**TASK SET**
A. In the post on mesa-optimization, what name does the writer give to being unable to see why mesa-optimization would be more problematic than an optimization procedure that does not itself produce an optimizer?
B. In the post on mesa-optimization, condense the paragraph beginning "One of the first technical concepts" into a shorter paragraph that keeps its main facts.

Warning: after writing the article and presenting to my cohort, I was introduced to an alignment forum post on a better definition for optimization1. This covers more than I cover in the ‘defining optimization’ section - thanks for pointing this my way Rory. I think the writing is fairly low quality but want to leave this up to track how my views and writing quality change.

This post is written as part of the AGI Safety Fundamentals Course, organised by Effective Altruism Cambridge.

One of the first technical concepts the AGI Safety Fundamentals course covers is *mesa-optimization*. At first, I struggled to find motivation for the concept: not only could I not see why it was likely to occur in an optimization process (I call this the 'likelihood uncertainty'), but also I could not see why it would be more problematic than an optimization procedure not itself producing an optimizer (I call this the 'importance uncertainty'). In this post, I do not explain mesa-optimization. Instead, I write a background that I wish I had had before being introduced to the concept. The intended reader has attempted to understand mesa-optimization, though had a uncertainty or confusion similar to at likelihood and importance uncertainty I describe above.

In the alignment newsletter that covers the original mesa-optimization paper2 a good definition of optimization, along with a lack of existing example of mesa-optimization are two big sources of confusion regarding optimization. These will therefore be the two topics covered.

**STUDY MATERIAL**
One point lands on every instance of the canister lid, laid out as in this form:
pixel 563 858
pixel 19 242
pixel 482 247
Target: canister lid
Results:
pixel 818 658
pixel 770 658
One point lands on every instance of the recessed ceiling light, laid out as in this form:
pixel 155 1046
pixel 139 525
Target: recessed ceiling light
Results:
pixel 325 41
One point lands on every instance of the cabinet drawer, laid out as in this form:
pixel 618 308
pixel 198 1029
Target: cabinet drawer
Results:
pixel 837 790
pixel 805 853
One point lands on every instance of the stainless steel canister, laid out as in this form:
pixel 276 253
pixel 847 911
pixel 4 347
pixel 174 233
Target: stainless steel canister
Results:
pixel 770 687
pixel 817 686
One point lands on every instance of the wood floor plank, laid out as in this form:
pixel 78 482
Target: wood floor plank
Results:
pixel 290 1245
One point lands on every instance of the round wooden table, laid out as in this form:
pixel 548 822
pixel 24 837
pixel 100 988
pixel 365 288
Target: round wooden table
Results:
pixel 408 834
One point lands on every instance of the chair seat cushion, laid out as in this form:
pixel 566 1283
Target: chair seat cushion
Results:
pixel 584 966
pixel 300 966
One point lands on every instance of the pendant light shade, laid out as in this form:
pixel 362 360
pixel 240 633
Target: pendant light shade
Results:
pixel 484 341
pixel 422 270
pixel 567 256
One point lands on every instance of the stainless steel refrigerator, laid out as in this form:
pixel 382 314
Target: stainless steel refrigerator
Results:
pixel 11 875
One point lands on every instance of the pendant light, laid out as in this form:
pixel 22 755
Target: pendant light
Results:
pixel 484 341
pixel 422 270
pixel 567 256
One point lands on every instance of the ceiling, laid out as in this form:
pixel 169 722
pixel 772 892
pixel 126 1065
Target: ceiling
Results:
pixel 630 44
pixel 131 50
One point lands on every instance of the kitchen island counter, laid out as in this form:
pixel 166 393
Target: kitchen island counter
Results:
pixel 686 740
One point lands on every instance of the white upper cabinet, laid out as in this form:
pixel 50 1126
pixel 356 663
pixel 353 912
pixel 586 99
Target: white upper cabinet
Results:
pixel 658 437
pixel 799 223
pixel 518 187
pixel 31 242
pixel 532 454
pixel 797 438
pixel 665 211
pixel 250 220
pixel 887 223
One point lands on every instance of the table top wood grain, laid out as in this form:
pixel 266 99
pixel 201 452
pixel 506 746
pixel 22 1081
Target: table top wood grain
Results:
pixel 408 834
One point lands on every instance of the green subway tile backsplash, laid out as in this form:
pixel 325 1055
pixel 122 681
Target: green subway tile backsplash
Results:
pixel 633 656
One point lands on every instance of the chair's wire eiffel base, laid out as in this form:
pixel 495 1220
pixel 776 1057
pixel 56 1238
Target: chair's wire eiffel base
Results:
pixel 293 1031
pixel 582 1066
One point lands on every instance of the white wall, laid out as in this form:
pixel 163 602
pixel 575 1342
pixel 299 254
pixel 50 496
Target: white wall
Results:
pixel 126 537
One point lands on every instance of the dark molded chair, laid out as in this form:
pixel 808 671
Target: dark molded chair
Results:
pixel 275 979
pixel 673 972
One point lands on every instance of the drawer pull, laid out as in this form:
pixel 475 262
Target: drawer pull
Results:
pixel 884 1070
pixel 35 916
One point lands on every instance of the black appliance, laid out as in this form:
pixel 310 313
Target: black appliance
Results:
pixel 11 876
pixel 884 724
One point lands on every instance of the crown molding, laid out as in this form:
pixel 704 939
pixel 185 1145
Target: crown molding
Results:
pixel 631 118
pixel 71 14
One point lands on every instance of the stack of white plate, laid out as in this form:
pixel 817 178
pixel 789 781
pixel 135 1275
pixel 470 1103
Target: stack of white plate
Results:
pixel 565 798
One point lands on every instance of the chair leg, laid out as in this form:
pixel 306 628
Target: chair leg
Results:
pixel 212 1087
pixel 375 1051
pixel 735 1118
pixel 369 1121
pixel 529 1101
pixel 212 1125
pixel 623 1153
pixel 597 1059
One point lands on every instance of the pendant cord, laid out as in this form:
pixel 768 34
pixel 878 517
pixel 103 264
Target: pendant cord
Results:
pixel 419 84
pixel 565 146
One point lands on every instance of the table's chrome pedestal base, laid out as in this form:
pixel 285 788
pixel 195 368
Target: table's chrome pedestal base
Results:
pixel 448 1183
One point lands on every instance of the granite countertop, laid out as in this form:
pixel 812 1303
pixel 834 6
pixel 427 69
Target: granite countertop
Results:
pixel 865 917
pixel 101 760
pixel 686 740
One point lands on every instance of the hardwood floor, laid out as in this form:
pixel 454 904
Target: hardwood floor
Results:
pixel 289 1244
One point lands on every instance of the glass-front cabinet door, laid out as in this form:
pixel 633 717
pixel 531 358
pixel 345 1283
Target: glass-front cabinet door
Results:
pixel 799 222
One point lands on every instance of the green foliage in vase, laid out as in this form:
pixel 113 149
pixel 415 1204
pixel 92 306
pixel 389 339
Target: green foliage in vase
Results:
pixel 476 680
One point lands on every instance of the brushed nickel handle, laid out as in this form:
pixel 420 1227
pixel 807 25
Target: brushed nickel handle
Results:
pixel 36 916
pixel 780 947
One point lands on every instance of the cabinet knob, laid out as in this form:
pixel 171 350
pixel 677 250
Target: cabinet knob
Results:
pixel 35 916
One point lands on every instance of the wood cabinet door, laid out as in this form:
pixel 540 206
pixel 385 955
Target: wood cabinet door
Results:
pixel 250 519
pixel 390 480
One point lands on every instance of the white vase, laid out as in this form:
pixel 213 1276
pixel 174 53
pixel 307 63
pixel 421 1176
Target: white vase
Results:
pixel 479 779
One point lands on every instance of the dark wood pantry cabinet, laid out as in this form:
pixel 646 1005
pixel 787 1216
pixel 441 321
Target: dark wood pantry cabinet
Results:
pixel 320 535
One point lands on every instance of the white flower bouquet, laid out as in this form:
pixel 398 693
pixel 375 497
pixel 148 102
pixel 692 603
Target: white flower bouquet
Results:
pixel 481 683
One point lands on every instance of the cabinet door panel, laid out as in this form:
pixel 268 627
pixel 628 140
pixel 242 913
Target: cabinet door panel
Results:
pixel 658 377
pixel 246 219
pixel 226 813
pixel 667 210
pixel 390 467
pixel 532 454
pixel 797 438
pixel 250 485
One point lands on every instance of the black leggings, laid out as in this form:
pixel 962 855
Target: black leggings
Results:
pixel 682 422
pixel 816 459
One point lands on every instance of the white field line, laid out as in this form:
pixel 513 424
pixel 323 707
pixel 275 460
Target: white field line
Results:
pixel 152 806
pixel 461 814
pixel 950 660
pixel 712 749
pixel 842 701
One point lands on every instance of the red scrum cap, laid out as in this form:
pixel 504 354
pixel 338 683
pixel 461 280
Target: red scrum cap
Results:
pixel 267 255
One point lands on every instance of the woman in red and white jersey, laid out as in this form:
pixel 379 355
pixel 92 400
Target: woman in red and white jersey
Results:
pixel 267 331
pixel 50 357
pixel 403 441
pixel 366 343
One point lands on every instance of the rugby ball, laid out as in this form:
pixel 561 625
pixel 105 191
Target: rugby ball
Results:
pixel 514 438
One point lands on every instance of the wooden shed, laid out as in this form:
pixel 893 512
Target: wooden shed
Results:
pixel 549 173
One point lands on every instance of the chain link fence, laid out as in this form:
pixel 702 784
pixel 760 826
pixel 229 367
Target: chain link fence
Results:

**SOLUTIONS BELOW**
A. The 'importance uncertainty'.

B. Mesa-optimization is among the first technical concepts covered in the AGI Safety Fundamentals course. At first the writer lacked motivation for it. The writer could not see why it would likely occur in an optimization process (the 'likelihood uncertainty'). Nor could the writer see why it would be more problematic than an optimization procedure that produces no optimizer (the 'importance uncertainty'). The post does not explain mesa-optimization. It offers the background the writer would have wanted before meeting the concept. It is meant for readers who have tried to understand mesa-optimization but share similar uncertainties.